#### Given request
Write the next part of the guide to residence cards and bank accounts in Japan, starting after its final sentence.

Reference : https://ajhc.or.jp/siryo/20220420.pdf
While waiting for your residence card — a special ID certificate
Acquiring a residence card could take a bit (1–3 months), and without having a residence card, financial institution usually reject applications to open a bank account in Japan.
However, the government is planning to provide the financial support via a bank account based in Japan, and is deciding to provide a special ID certificate.
The information listed on the special ID certificate will be
- date of birth
- date of entry
and this certificate will be used for supplementing residence card.
Bank Account — Japan Post Bank changing rules
Opening a bank account is the headache for all international people, and banks are very reluctant to open a personal bank account for those who recently arrived in Japan. For the past few years, the majority of financial institutions have been accepting the application for opening a personal bank account for those who
- live in Japan for over 6 months with a residencial status
- have a residence card and its expiry date must be 3 months later than the date you submit the appilcation to a bank
Japan Post Bank application
When I visited Japan Post Bank 2 years ago, they could not accept the application to open a personal bank account to my friend without having a record of residing in Japan for over 6 months, but it is changing.
A good news is — Japan Post Banks are easing the bank account opening process nation wide nowadays.
What you need:
- residence card*
*expiry date must be 3 months later than the date you submit the appilcation to a bank
- copy of passport
[application — English page]
You can prepare your applications online (in total of 20 pages), and process will be mostly via mails.

#### Entries

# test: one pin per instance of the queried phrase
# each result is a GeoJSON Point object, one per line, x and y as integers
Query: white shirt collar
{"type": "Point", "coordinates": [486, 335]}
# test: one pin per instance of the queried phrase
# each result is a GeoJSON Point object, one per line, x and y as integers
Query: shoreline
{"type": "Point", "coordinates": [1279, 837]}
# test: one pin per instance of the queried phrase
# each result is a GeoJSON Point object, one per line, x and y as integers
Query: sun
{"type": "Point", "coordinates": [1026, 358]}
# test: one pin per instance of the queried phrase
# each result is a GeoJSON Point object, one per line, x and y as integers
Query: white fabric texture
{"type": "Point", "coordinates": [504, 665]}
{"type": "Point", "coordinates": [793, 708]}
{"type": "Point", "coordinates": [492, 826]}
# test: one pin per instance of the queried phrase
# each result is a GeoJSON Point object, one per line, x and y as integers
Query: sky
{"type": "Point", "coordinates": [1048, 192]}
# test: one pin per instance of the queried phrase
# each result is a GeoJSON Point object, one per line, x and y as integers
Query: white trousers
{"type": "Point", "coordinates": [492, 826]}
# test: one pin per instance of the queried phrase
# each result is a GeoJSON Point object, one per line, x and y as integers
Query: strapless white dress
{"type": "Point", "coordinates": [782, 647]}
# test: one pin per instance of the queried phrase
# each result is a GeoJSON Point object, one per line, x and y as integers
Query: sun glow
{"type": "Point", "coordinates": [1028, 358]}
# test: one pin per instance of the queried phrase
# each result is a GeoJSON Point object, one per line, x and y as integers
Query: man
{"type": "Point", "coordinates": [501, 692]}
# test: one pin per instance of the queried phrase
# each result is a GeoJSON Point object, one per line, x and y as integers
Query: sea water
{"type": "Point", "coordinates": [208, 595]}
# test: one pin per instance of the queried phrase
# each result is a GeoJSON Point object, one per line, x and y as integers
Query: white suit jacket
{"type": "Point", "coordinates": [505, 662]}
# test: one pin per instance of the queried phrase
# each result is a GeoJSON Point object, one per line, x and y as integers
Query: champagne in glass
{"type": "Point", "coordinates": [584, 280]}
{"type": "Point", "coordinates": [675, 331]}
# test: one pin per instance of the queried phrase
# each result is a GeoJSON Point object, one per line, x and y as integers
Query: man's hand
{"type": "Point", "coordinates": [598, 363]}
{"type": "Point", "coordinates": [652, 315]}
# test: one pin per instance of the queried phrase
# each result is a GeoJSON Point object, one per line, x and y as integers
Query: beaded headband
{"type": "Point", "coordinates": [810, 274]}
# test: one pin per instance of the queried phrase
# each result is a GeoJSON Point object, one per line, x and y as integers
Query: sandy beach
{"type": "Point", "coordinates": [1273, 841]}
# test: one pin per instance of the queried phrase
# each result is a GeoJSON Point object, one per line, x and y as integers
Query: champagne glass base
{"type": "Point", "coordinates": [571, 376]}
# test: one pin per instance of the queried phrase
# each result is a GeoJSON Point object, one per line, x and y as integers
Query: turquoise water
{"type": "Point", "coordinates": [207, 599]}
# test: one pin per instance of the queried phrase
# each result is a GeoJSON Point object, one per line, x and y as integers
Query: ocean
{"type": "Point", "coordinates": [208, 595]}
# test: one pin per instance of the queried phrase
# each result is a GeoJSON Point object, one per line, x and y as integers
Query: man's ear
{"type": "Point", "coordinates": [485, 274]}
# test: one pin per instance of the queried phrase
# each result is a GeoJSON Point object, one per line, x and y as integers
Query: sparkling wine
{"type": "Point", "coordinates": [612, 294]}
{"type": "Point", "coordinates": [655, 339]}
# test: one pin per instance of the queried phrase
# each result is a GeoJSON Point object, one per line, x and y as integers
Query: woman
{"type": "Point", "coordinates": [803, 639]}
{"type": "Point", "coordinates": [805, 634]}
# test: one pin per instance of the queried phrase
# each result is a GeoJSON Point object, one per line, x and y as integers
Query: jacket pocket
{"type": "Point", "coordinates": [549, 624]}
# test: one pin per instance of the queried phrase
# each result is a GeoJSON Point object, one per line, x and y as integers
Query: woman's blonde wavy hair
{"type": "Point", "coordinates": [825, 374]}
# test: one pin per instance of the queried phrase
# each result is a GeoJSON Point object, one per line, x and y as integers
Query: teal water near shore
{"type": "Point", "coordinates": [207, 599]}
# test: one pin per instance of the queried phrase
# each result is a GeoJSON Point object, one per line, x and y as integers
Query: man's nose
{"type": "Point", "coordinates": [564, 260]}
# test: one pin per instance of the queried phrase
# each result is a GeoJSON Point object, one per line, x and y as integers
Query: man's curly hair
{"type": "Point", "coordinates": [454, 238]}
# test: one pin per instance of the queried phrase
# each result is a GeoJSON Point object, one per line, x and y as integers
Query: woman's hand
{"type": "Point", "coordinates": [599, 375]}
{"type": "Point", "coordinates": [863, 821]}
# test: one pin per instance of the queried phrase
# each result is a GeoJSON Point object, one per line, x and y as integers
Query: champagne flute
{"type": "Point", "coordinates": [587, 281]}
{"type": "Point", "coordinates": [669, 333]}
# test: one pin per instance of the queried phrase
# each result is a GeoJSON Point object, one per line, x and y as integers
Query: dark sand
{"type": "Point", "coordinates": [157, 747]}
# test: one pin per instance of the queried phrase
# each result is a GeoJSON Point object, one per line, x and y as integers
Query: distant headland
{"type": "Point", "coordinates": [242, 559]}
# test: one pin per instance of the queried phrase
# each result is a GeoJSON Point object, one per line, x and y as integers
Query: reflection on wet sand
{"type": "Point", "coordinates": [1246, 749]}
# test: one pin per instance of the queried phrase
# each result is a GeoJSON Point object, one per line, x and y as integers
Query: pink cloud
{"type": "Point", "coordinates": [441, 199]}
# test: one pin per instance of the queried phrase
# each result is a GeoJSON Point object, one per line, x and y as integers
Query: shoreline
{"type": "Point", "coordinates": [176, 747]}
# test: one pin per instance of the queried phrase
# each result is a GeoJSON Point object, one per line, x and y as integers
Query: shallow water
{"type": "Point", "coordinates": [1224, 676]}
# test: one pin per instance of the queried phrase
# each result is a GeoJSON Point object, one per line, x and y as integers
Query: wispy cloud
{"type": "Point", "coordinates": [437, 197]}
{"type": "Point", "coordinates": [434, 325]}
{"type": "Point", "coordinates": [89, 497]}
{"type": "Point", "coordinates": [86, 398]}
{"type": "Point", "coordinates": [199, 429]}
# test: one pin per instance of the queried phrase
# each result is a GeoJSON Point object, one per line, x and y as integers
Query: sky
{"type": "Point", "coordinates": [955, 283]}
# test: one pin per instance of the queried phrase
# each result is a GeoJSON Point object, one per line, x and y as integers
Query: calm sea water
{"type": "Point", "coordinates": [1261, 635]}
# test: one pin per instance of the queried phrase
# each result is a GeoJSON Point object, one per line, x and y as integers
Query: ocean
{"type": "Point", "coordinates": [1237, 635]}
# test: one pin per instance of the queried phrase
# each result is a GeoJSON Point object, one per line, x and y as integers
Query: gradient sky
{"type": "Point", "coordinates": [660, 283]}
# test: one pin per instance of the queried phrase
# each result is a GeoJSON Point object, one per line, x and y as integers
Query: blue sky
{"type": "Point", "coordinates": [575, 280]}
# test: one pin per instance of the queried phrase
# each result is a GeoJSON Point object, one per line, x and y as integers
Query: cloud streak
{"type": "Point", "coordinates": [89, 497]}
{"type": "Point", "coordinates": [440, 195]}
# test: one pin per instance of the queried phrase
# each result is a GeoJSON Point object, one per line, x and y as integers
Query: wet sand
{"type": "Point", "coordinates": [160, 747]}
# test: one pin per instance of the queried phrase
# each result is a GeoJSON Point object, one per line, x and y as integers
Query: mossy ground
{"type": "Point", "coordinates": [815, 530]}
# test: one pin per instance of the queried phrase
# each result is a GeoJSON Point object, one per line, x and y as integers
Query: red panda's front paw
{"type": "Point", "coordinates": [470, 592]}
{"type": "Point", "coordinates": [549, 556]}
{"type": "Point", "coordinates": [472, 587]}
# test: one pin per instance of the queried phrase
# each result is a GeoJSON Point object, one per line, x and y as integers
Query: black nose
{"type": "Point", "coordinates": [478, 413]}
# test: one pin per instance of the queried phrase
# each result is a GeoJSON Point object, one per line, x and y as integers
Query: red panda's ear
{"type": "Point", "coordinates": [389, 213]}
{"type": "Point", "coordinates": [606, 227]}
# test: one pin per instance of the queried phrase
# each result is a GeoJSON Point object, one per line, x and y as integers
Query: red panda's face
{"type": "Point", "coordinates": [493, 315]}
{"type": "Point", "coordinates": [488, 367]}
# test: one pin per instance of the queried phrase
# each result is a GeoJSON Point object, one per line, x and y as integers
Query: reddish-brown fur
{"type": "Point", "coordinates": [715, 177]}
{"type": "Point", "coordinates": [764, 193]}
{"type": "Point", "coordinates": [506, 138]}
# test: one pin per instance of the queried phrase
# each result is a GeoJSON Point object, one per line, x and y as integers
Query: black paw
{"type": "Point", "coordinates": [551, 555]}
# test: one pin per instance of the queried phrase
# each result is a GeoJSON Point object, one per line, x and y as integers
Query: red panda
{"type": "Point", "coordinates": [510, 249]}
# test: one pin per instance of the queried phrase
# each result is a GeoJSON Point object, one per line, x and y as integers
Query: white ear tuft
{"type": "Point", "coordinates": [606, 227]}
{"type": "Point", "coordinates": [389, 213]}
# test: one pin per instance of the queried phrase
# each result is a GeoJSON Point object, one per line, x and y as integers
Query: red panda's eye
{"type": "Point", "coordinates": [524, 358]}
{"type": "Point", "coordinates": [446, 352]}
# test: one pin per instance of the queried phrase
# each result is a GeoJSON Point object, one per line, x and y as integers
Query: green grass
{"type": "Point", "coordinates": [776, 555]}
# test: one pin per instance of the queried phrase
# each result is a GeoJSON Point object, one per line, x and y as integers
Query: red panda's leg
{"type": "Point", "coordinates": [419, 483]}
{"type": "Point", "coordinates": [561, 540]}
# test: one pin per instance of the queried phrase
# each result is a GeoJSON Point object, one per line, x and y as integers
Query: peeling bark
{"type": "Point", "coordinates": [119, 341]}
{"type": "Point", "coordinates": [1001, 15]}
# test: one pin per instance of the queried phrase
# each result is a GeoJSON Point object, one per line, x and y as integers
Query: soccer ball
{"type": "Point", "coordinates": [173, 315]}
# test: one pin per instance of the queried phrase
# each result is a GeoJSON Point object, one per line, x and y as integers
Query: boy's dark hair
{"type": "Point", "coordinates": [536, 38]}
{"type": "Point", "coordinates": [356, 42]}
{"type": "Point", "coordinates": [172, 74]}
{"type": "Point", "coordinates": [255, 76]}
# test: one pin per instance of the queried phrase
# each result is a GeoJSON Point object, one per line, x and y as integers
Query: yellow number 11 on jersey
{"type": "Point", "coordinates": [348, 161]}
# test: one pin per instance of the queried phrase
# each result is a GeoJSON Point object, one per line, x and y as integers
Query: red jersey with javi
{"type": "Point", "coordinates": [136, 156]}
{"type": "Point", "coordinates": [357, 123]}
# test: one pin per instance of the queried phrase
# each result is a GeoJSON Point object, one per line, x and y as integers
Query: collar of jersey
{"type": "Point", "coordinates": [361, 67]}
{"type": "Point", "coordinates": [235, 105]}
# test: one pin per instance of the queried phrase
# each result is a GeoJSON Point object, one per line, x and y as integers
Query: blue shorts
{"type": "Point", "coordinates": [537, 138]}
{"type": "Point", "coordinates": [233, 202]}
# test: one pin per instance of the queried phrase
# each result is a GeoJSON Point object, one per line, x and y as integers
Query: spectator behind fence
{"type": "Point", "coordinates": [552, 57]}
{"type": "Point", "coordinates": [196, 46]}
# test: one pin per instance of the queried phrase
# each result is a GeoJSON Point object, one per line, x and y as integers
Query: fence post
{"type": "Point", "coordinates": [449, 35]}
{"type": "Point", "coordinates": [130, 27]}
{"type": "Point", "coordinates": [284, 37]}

#### Solved exercise
There will most likely be red tapes between the process of offering financial support and transferring the cash to those who need, and I am hoping Japan Post Bank can flexibly adjust their rule and collaborate with those who really need the accounts.
More supports :
ウクライナ避難民受け入れ 自治体の相談窓口は？【一覧あり】 | NHK | News Up
NHK is always updating the latest news about contact information and government / municipal level of support for Ukrainians, so let’s keep our eyes on this.
This is a bit surprising and considerable that Immigration Bureau did not use a scheme for refugee status to deal with Ukrainian people fleeing from their country, but that may secure safer status for them given how many of refugees could actually get their residential status.
Hope this movement will push for a positive change for transforming the current scheme of handling refugee status applications.
What each of us can do is so little, but together we can accumulate information and support to build a support community.